--- Exercise material Enclosed Below ---

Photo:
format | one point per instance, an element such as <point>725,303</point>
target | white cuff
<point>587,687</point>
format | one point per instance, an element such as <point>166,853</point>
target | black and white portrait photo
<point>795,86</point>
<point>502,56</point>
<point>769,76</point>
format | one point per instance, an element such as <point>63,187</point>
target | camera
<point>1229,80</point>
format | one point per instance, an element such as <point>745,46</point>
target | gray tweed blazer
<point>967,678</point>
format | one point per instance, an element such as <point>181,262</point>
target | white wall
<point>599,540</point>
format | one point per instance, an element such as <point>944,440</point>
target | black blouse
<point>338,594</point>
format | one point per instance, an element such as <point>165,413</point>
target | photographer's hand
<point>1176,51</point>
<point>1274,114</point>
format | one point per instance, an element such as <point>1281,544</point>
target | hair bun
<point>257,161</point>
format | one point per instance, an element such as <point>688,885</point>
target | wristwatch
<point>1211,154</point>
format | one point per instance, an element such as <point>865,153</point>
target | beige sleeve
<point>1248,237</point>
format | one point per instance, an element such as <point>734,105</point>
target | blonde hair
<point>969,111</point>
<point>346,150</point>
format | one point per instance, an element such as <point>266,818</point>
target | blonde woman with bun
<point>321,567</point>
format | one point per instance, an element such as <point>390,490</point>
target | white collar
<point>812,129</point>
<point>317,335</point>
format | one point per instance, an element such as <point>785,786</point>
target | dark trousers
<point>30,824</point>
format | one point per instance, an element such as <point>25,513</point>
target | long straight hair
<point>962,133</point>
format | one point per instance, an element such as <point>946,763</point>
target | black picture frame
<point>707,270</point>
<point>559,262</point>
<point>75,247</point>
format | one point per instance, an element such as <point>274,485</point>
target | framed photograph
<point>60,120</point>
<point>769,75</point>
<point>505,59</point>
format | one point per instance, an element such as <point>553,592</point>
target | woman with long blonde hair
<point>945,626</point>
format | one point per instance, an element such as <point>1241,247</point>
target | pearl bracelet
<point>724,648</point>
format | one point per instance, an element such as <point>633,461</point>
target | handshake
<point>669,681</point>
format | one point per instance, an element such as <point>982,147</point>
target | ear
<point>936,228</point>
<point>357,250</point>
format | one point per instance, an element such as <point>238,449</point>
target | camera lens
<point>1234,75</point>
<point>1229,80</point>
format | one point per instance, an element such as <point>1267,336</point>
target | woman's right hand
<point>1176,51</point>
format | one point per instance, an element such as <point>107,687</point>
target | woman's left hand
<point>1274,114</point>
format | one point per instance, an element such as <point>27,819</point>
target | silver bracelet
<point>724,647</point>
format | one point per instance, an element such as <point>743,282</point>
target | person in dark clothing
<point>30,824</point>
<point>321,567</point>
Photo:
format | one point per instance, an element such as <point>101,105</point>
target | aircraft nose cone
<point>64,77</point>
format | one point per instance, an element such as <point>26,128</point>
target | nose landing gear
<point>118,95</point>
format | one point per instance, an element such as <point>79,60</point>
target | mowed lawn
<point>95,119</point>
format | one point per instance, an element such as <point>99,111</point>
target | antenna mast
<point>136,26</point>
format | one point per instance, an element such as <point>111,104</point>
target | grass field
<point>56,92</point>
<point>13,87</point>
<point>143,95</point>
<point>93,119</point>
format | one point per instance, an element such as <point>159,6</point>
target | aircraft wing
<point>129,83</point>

--- End of Enclosed Exercise material ---

## Description of the task
Only these lines should appear in the reply: the one containing "such as <point>101,105</point>", the last line of the data, and all lines between them, each copied exactly.

## Reply to the exercise
format | one point per instance, an element such as <point>101,105</point>
target | aircraft nose cone
<point>64,77</point>
format | one point per instance, an element such as <point>26,128</point>
target | nose landing gear
<point>118,95</point>
format | one point per instance, an element such as <point>79,60</point>
target | mowed lawn
<point>95,119</point>
format | one point per instance, an element such as <point>99,111</point>
target | antenna mast
<point>136,26</point>
format | one point per instance, an element such as <point>111,104</point>
target | grass field
<point>56,92</point>
<point>13,87</point>
<point>143,95</point>
<point>93,119</point>
format | one point per instance, an element such as <point>159,6</point>
target | aircraft wing
<point>129,83</point>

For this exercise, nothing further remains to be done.